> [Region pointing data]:
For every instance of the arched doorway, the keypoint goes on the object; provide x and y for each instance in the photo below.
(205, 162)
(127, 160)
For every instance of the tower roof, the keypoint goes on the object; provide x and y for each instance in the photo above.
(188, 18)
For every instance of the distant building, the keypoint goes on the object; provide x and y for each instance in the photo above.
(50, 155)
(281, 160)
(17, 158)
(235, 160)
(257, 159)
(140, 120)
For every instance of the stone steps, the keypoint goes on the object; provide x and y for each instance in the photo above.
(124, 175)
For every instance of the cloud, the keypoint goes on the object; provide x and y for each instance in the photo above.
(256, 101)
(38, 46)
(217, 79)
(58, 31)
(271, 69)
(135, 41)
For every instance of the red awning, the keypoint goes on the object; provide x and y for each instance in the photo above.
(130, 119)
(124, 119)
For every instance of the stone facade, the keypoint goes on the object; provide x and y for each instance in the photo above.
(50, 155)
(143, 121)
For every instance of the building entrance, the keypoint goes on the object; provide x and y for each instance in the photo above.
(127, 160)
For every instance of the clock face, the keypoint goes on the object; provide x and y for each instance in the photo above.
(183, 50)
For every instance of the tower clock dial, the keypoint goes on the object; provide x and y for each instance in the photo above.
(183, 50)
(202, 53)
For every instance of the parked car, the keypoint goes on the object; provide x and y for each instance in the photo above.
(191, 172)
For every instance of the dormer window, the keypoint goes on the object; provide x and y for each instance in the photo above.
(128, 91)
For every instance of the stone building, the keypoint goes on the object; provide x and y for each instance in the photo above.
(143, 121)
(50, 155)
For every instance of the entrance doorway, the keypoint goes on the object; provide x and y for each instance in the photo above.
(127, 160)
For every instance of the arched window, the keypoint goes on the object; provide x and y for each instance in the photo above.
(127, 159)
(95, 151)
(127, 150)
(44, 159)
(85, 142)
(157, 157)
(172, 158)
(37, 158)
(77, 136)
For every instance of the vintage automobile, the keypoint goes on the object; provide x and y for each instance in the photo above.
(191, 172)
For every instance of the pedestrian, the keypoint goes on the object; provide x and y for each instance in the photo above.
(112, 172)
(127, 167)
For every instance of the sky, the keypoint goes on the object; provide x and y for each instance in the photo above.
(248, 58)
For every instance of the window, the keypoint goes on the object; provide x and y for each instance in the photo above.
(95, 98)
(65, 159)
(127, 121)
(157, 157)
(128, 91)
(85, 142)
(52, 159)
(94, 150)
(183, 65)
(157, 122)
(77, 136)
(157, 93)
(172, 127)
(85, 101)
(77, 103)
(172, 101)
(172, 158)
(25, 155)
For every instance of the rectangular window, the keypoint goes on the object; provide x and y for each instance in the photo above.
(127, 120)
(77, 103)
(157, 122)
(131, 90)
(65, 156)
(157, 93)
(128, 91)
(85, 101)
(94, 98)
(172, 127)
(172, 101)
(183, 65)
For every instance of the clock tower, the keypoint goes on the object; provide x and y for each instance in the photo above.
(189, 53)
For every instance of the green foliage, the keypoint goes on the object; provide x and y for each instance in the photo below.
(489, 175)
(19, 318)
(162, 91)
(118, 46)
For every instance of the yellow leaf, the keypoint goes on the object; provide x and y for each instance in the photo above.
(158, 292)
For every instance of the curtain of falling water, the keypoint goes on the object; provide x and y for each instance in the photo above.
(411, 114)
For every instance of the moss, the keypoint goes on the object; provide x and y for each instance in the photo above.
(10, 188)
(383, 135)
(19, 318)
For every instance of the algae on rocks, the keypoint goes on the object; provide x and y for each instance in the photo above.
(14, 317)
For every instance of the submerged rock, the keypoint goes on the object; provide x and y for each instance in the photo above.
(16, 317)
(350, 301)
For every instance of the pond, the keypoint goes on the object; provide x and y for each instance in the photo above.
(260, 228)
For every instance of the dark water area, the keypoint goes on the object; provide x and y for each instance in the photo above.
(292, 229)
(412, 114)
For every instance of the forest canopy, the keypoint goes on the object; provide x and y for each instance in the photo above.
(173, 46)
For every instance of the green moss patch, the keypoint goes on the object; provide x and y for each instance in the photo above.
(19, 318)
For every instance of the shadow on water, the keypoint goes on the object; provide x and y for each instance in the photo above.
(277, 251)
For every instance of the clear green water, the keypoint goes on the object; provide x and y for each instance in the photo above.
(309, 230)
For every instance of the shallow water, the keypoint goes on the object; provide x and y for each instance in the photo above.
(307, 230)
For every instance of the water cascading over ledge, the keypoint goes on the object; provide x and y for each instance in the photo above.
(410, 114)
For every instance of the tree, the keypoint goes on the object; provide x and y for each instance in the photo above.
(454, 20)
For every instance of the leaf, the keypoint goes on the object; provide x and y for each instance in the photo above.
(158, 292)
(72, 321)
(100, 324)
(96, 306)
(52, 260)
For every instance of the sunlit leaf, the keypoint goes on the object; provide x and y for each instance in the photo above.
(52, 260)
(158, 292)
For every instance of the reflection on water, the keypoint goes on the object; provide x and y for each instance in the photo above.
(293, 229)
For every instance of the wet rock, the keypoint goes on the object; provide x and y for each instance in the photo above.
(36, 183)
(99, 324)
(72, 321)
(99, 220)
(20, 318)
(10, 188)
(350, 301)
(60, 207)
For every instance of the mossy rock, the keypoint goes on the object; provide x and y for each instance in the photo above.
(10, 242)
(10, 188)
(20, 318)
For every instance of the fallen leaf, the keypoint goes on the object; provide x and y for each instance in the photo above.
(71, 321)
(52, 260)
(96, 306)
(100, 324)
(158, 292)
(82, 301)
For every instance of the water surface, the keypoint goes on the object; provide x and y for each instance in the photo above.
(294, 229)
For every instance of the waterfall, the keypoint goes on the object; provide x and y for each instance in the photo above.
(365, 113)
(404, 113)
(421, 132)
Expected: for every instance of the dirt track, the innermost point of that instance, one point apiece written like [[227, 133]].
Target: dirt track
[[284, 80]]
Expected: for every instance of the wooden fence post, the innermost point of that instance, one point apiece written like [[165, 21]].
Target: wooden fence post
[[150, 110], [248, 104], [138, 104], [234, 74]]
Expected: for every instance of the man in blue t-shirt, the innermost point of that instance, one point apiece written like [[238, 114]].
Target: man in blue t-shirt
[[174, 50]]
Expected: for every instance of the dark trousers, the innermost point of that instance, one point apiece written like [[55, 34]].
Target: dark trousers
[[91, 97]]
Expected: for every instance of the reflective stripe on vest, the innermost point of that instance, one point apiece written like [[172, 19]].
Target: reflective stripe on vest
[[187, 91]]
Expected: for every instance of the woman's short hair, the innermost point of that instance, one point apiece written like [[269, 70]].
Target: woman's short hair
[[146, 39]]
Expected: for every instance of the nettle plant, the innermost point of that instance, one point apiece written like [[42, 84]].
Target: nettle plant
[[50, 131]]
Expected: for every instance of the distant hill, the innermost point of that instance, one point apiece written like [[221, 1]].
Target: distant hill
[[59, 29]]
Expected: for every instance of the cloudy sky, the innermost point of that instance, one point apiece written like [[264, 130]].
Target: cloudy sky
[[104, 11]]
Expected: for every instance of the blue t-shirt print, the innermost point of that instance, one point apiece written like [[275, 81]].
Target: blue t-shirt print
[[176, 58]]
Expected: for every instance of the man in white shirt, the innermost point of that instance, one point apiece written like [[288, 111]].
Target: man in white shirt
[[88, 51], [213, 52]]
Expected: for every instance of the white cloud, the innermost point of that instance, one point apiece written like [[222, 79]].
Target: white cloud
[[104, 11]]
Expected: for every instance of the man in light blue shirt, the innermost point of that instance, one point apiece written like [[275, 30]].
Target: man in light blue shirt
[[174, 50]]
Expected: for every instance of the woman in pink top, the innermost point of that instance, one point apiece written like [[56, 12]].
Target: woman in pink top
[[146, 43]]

> [WHAT THE TASK REQUIRES]: Extract each entry in full and write it down exactly.

> [ANSWER TO THE EXERCISE]:
For every instance of the arched doorway, the keypoint goes on the object; provide x and y for each instance in the photo below.
(205, 162)
(127, 160)
For every instance of the tower roof, the keypoint goes on the object; provide x and y for each instance in the photo above.
(188, 18)
For every instance of the distant building, the keypoint goes on the object; provide x and y for each instance in the photo above.
(50, 155)
(281, 160)
(17, 158)
(235, 160)
(257, 159)
(140, 120)
For every instance of the stone steps, the keypoint goes on the object; provide x and y for each instance in the photo above.
(124, 175)
For every instance of the cloud, the keypoint goes on the object; provide x and y for each instance in the photo above.
(256, 101)
(38, 46)
(217, 79)
(58, 31)
(271, 69)
(135, 41)
For every instance of the red awning, the keypoint goes on the object; provide x and y for each instance in the photo above.
(130, 119)
(124, 119)
For every instance of the stone facade, the keypoint goes on the object; provide x and y for each instance in the photo above.
(50, 155)
(143, 121)
For every instance of the building entrance, the keypoint goes on the object; provide x and y for each instance in the photo above.
(127, 160)
For every instance of the clock face, the keypoint goes on the object; provide x and y for each instance in the photo above.
(183, 50)
For every instance of the tower clock dial, the keypoint goes on the object; provide x and y for each instance in the photo above.
(183, 50)
(202, 53)
For every instance of the parked car, the keypoint goes on the object; provide x and y for each instance in the photo above.
(191, 172)
For every instance of the dormer window, the keypoint goes on the object; provide x and y for each instance in the photo above.
(128, 91)
For every instance of the stone building, the keypoint goes on the object; provide x and y for each instance in the photo above.
(143, 121)
(50, 155)
For every instance of the entrance doorway, the keypoint goes on the object; provide x and y for each instance in the photo above.
(127, 160)
For every instance of the arched window, the keypoint goes on the object; provide x and y for each instance in the photo above.
(127, 159)
(95, 151)
(127, 150)
(44, 159)
(85, 142)
(157, 157)
(172, 158)
(37, 158)
(77, 136)
For every instance of the vintage automobile, the keypoint goes on the object; provide x and y for each instance in the photo above.
(191, 172)
For every instance of the pedestrian, the keypoint goes on the object; provide x and y for each instance in the photo above.
(112, 172)
(127, 167)
For every instance of the sky, the keypoint goes on the object; provide x and y for each instance in the photo above.
(248, 58)
For every instance of the window, the keypoint goes on the object; provide x and y for each instance in the photo above.
(95, 98)
(65, 159)
(127, 121)
(157, 157)
(128, 91)
(85, 142)
(52, 159)
(94, 150)
(183, 65)
(157, 122)
(77, 136)
(157, 93)
(172, 127)
(85, 101)
(77, 103)
(172, 101)
(172, 158)
(25, 155)
For every instance of the rectangular window, the keypoint goes on the object; provide x and y for each instance in the photo above.
(127, 120)
(77, 103)
(157, 122)
(131, 90)
(65, 156)
(157, 93)
(128, 91)
(85, 101)
(94, 98)
(172, 127)
(172, 101)
(183, 65)
For every instance of the clock tower, the keypoint goes on the object; provide x and y for each instance in the photo above.
(189, 53)
For every instance of the green foliage, the keypoint goes on the object; provide x and y for each instance in the photo below.
(489, 175)
(19, 318)
(162, 91)
(118, 46)
For every instance of the yellow leaf, the keypoint goes on the object; provide x and y for each instance in the photo above.
(158, 292)
For every instance of the curtain of falling water, the keypoint goes on the object; provide x and y for each instance in the photo above.
(411, 114)
For every instance of the moss, the keypoint goes on the object; provide x and y for each instance in the photo above.
(10, 188)
(383, 135)
(19, 318)
For every instance of the algae on rocks, the keypoint goes on the object; provide x and y for each instance in the photo above.
(14, 317)
For every instance of the submerged rock, the keypoint goes on the object; provide x and y for each instance in the photo above.
(16, 317)
(350, 301)
For every instance of the pond, the keypoint goes on the object; provide x and y for each instance in the photo above.
(260, 228)
For every instance of the dark water area, the keypoint goes on the object; provide x and y for each instance in the photo above.
(292, 229)
(412, 114)
For every instance of the forest canopy, the keypoint goes on the object; provide x and y for each instance in the photo above.
(173, 46)
For every instance of the green moss patch, the keypoint goes on the object; provide x and y for each instance in the photo above.
(19, 318)
For every instance of the shadow on water, the keypoint goes on the object; provide x and y for each instance in the photo above.
(277, 251)
For every instance of the clear green water, the keypoint goes on the object; provide x and y for each instance in the photo above.
(309, 230)
For every instance of the shallow water, the keypoint goes on the object; provide x and y for each instance in the photo above.
(307, 230)
For every instance of the water cascading over ledge, the keypoint goes on the object; provide x and y for each instance in the photo above.
(410, 114)
For every instance of the tree, the keypoint goes on the object; provide x and y for each instance in the photo above.
(454, 20)
For every instance of the leaf, the keypoint goes on the object; provide x and y for each instance in the photo above.
(158, 292)
(72, 321)
(100, 324)
(96, 306)
(52, 260)
For every instance of the sunlit leaf, the keypoint goes on the object; provide x and y for each instance in the photo above.
(52, 260)
(158, 292)
For every instance of the reflection on water, the keypoint goes on the object; provide x and y for each instance in the photo above.
(293, 229)
For every instance of the wet rock, the keypoint goes on the object; provide x and y for each instance in the photo above.
(36, 183)
(99, 324)
(72, 321)
(99, 220)
(20, 318)
(10, 188)
(350, 301)
(60, 207)
For every instance of the mossy rock, the keypoint goes on the object; provide x and y for each instance in the photo above.
(10, 242)
(10, 188)
(20, 318)
For every instance of the fallen leaf, the keypoint goes on the object; provide x and y for each instance in the photo above.
(71, 321)
(52, 260)
(96, 306)
(100, 324)
(158, 292)
(82, 301)
For every instance of the water surface, the keypoint goes on the object; provide x and y for each instance in the photo above.
(294, 229)
For every instance of the waterfall, the keypoint goes on the object; provide x and y for each instance in the photo above.
(365, 113)
(404, 113)
(421, 132)
Expected: for every instance of the dirt track, the innermost point of that instance, one point apiece written like [[227, 133]].
Target: dirt track
[[284, 80]]
Expected: for every instance of the wooden fence post, the innermost point of that instance, one point apiece written like [[165, 21]].
Target: wooden fence post
[[150, 110], [248, 104], [138, 104], [234, 74]]
Expected: for every instance of the man in blue t-shirt, the innermost point of that instance, one point apiece written like [[238, 114]].
Target: man in blue t-shirt
[[174, 50]]
Expected: for every instance of the dark trousers, the innermost point of that instance, one point apiece written like [[55, 34]].
Target: dark trousers
[[91, 97]]
Expected: for every instance of the reflective stripe on vest, the innermost point of that instance, one point apiece written like [[172, 19]].
Target: reflective stripe on vest
[[187, 91]]
Expected: for every instance of the woman's short hair, the innermost point of that instance, one point apiece written like [[269, 70]].
Target: woman's short hair
[[146, 39]]
Expected: for every instance of the nettle plant, the innermost point of that instance, one point apiece written like [[42, 84]].
Target: nettle plant
[[50, 131]]
Expected: for every instance of the distant hill, the innermost point of that instance, one point apiece written like [[221, 1]].
Target: distant hill
[[59, 29]]
Expected: for every instance of the cloudy sky, the innermost point of that instance, one point apiece written like [[264, 130]].
Target: cloudy sky
[[104, 11]]
Expected: for every instance of the blue t-shirt print, the innermost point of that instance, one point apiece written like [[275, 81]].
Target: blue t-shirt print
[[176, 58]]
Expected: for every instance of the man in white shirt, the innermost point of that instance, one point apiece written like [[288, 111]].
Target: man in white shirt
[[88, 51], [213, 52]]
Expected: for every instance of the white cloud, the innermost point of that instance, one point apiece written like [[222, 79]].
Target: white cloud
[[104, 11]]
Expected: for every instance of the man in light blue shirt, the innermost point of that instance, one point apiece written like [[275, 30]].
Target: man in light blue shirt
[[174, 50]]
Expected: for every instance of the woman in pink top, the innermost point of that instance, one point apiece written like [[56, 12]].
Target: woman in pink top
[[146, 43]]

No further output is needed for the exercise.